▶ 提示文:
_ _ _ _
III.交通事故被害者における自助グループ開催の意義
 交通事故被害者は被害後、関係者や周囲の人たちから励ましの言葉をかけられるが、被害を受けた衝撃が大きく、被害にあった実感も持てない中で、その声に応えられる状態でなくなる。周囲の励ましに応えられない自分を責め、励ましの言葉がかえって苦痛に感じられる。その結果、同じような体験者でなければ自分の悲しみや苦しみは分かってもらえないと思い、本当の気持ちは周囲の人には言えなくなる。その他、激しいトラウマ、過覚醒やフラッシュバックなどさまざまな症状は、衝撃を受ければ誰でもが感じることであるが、それを知らない多くの被害者は「自分がおかしくなってしまった」と考え、苦しむことも多い。そのため、安心して話せ、その一言で理解し合える仲間の存在は、被害者の孤立感や疎外感を軽減し、自尊心を取り戻し、被害からの回復に大きな力となるため、存在意義が大きい。

IV.被害者が求める支援
 (社)被害者支援都民センターは、被害者遺族の求める支援を把握するために、平成13年1月に犯罪被害者遺族73名を対象にアンケート調査を行った。希望している内容には、直接的支援、情報提供、精神的支援、そして同じような被害者・遺族と一緒にいられることがあった。調査結果からの結論の中には、「多くの遺族は、同じ仲間との交流を求めているので、身近なところで参加できる自助グループを各地に設立するための支援と、その自助グループを効果的に運営するための支援が必要とされている」というものもある。

V.自助グループの進め方
 自助グループの目的は、(1)悲嘆を取り除くのではなく、乗り越えるのを支え合う。(2)考えや気持ちを素直に語ることにより、新しい被害者と時間が経った被害者とが、交流の中から各々希望が持てる場になる。(3)回復の過程は似ていても、被害者自身の方法や時間で回復することを実感する場でもある。参加者の目的は、(1)自分自身が抱えている問題に対処する。(2)破壊された人間や社会の信頼感を取り戻し、健全な自己愛を再構築する。
_ _ _ _
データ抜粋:
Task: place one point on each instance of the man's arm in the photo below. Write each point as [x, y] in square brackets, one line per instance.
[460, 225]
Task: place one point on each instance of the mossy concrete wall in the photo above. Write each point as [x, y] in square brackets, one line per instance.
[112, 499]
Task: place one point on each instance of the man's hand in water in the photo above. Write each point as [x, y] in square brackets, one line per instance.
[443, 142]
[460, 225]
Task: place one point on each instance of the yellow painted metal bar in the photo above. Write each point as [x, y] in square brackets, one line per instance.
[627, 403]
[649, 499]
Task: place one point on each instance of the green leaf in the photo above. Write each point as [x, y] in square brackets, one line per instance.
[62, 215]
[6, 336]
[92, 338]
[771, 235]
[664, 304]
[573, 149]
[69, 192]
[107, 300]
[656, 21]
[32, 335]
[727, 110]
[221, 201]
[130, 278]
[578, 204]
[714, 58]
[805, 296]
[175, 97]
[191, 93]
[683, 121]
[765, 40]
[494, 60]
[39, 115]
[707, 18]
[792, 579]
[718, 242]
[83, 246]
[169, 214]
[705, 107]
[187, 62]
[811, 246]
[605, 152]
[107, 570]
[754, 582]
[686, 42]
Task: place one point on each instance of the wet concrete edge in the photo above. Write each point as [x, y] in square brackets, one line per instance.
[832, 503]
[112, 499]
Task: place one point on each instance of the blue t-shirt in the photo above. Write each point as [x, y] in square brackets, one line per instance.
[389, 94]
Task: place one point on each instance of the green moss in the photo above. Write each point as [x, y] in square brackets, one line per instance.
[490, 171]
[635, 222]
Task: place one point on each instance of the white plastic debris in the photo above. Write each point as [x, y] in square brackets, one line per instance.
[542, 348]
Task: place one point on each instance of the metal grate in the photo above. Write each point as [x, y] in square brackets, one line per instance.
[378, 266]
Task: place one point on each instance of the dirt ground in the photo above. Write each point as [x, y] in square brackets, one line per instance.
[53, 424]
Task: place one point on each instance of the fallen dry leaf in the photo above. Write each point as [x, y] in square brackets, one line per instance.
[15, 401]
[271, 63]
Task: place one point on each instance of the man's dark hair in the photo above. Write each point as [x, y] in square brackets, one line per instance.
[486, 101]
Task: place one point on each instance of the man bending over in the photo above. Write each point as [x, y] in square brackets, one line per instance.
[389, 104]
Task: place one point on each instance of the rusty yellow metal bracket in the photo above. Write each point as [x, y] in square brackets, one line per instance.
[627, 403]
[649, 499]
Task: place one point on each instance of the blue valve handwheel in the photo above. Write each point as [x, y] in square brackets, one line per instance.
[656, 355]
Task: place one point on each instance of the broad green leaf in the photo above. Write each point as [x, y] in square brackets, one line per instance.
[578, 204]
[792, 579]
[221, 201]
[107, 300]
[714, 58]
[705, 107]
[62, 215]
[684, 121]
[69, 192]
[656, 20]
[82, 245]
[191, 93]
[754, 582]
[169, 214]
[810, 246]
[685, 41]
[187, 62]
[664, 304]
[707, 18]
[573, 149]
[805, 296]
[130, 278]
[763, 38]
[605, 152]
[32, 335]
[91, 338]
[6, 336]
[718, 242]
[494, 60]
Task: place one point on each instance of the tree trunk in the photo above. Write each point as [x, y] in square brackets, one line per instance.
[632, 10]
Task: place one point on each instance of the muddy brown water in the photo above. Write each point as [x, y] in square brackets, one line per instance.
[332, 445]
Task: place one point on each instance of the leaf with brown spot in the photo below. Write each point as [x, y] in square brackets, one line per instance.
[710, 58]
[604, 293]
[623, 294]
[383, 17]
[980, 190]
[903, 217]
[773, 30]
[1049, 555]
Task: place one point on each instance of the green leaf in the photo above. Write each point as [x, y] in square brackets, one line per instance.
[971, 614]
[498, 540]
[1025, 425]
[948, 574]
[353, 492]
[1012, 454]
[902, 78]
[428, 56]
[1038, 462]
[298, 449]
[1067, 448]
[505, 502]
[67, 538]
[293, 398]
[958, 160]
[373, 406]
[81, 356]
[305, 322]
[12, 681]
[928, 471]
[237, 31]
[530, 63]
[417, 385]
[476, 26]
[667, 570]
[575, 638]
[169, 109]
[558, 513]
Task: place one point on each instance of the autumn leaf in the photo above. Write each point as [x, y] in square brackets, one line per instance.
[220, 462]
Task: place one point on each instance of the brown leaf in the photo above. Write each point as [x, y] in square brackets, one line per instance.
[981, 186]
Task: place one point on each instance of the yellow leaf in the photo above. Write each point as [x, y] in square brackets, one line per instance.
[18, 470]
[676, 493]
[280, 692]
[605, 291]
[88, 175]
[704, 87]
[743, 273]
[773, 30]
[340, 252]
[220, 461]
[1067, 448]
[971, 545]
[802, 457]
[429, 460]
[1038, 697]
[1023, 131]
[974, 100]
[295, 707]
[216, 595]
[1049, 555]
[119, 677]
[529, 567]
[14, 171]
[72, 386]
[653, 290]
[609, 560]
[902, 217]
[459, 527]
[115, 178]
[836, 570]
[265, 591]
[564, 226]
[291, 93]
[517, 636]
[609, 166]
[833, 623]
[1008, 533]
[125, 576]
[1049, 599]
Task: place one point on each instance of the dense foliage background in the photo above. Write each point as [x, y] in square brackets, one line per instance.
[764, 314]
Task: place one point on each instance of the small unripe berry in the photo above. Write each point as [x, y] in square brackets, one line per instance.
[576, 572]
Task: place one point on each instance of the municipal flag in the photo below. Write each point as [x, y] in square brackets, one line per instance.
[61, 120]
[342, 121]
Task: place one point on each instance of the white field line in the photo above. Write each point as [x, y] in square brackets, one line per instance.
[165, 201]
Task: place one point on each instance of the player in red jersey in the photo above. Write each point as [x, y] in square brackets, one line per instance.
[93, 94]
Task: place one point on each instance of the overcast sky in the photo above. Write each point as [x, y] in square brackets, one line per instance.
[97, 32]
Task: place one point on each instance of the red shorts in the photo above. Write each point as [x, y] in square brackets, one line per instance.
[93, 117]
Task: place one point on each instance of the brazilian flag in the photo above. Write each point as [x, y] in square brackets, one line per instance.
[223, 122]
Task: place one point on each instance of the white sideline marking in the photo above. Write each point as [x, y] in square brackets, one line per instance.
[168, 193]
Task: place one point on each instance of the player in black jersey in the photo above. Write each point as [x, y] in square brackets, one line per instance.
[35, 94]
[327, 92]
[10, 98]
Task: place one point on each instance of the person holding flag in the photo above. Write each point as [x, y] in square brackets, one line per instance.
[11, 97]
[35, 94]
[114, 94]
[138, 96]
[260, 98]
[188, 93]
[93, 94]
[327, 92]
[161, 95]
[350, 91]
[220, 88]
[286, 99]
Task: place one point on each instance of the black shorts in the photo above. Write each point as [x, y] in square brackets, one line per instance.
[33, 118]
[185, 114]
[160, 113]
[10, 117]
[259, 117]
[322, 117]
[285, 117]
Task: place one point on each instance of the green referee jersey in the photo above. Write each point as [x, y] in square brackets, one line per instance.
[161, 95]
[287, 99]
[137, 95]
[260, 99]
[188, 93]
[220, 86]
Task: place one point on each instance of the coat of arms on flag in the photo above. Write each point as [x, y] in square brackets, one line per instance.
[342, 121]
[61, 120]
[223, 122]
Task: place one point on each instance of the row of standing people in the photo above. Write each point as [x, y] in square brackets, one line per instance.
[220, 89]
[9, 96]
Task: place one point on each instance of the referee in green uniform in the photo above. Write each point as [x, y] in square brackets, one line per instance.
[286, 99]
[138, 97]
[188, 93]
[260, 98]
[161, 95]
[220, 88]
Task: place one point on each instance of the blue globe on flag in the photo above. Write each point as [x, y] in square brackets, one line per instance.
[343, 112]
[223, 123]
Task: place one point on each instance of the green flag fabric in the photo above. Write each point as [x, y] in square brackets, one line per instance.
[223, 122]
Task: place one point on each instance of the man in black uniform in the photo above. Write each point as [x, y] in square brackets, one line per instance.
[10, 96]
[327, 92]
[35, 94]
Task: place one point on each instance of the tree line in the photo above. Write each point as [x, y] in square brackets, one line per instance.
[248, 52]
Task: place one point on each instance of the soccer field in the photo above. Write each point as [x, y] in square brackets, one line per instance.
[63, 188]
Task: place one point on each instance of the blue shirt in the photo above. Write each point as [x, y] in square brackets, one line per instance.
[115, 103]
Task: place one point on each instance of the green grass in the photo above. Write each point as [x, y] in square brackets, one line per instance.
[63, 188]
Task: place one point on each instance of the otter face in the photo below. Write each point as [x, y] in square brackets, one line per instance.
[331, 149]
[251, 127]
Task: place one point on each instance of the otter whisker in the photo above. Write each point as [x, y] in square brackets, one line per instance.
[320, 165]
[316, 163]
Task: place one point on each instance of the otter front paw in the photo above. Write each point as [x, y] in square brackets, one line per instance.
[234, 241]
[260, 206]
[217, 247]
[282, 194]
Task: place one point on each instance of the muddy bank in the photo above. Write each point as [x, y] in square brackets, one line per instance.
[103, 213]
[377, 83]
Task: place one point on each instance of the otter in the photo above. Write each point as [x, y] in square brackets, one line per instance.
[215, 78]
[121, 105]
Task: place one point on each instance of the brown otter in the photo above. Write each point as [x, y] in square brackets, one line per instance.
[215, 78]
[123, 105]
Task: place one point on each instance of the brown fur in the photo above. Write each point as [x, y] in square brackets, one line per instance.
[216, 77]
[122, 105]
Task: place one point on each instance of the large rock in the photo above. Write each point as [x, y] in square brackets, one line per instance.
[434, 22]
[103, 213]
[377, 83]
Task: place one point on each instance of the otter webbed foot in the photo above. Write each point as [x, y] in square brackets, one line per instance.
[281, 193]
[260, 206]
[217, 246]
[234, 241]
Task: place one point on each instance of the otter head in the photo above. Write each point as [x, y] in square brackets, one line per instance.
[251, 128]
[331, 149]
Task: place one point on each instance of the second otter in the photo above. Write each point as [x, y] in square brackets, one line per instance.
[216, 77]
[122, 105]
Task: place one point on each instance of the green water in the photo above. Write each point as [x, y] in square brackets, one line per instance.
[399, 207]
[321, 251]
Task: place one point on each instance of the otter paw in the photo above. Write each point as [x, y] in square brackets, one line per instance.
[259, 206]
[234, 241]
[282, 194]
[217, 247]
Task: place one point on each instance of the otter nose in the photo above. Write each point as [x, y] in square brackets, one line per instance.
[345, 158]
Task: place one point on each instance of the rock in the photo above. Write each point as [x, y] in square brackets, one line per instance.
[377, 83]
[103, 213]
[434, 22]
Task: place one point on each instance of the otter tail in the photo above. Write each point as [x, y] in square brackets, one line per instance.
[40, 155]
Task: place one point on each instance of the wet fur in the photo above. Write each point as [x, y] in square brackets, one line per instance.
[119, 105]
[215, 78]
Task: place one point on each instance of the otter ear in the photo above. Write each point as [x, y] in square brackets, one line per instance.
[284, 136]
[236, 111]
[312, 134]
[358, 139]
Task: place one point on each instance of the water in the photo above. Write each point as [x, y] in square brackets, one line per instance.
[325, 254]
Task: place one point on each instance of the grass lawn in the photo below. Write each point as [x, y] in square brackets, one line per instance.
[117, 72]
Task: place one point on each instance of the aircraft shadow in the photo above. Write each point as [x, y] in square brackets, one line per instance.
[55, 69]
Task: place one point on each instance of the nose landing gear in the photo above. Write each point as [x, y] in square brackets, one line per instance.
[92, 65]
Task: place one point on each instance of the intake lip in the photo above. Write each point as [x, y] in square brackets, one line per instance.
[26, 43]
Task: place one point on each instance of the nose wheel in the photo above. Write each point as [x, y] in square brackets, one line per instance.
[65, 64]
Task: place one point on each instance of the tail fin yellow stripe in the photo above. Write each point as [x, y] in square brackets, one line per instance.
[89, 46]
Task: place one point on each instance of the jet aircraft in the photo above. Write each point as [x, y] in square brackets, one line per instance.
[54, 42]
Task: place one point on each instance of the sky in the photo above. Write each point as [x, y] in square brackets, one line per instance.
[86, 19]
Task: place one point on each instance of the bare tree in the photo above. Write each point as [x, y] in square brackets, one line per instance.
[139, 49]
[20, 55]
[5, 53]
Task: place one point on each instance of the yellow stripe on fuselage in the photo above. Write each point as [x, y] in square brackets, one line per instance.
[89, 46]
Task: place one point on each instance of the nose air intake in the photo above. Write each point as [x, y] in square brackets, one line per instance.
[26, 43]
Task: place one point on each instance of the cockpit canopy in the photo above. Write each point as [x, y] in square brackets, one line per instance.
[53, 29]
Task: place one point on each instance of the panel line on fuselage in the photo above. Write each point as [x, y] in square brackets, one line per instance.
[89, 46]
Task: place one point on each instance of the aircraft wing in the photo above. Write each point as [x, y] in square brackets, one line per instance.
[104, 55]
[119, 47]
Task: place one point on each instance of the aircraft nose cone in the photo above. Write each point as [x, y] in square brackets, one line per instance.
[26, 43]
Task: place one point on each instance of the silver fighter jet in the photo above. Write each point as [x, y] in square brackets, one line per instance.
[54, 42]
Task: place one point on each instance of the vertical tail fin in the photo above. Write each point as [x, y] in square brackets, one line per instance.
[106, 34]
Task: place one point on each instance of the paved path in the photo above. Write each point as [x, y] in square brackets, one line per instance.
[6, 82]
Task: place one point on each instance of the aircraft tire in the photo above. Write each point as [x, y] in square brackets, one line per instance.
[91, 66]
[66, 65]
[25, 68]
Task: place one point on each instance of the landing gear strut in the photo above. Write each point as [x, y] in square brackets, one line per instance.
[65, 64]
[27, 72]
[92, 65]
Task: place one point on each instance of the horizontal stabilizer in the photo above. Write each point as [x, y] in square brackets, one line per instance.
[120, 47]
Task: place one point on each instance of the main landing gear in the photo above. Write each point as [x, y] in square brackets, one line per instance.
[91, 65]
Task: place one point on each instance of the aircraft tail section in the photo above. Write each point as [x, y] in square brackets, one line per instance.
_ _ _ _
▶ 課題一覧:
(1) 提示文について、次の問いに答えよ。
(a) 被害者遺族へのアンケート調査を行ったのはどの団体か。
(b) その調査はいつ、何名を対象に行われたか。
(c) 衝撃を受ければ誰でもが感じる症状として挙げられているものは何か。
(2) 提示文のうち、「V.自助グループの進め方」から「感を取り戻し、健全な自己愛を再構築する。」までを、両端を含めて一字一句変えずに書き写せ。
(3) 提示文の「自助グループの目的は」で始まる段落を、主な内容を残して箇条書きにまとめよ。
データ抜粋は使わなくてよい。

▶ 解答一覧:
(1)
(a) (社)被害者支援都民センター
(b) 平成13年1月に、犯罪被害者遺族73名を対象に行われた。
(c) 激しいトラウマ、過覚醒やフラッシュバック

(2)
V.自助グループの進め方
 自助グループの目的は、(1)悲嘆を取り除くのではなく、乗り越えるのを支え合う。(2)考えや気持ちを素直に語ることにより、新しい被害者と時間が経った被害者とが、交流の中から各々希望が持てる場になる。(3)回復の過程は似ていても、被害者自身の方法や時間で回復することを実感する場でもある。参加者の目的は、(1)自分自身が抱えている問題に対処する。(2)破壊された人間や社会の信頼感を取り戻し、健全な自己愛を再構築する。

(3)
自助グループの目的
- 悲嘆を取り除くのではなく、乗り越えるのを支え合う。
- 考えや気持ちを素直に語り合い、新しい被害者と時間が経った被害者がそれぞれ希望を持てる場になる。
- 回復の過程は似ていても、自分の方法や時間で回復することを実感する場になる。

参加者の目的
- 自分が抱えている問題に対処する。
- 破壊された人間や社会への信頼感を取り戻し、健全な自己愛を再構築する。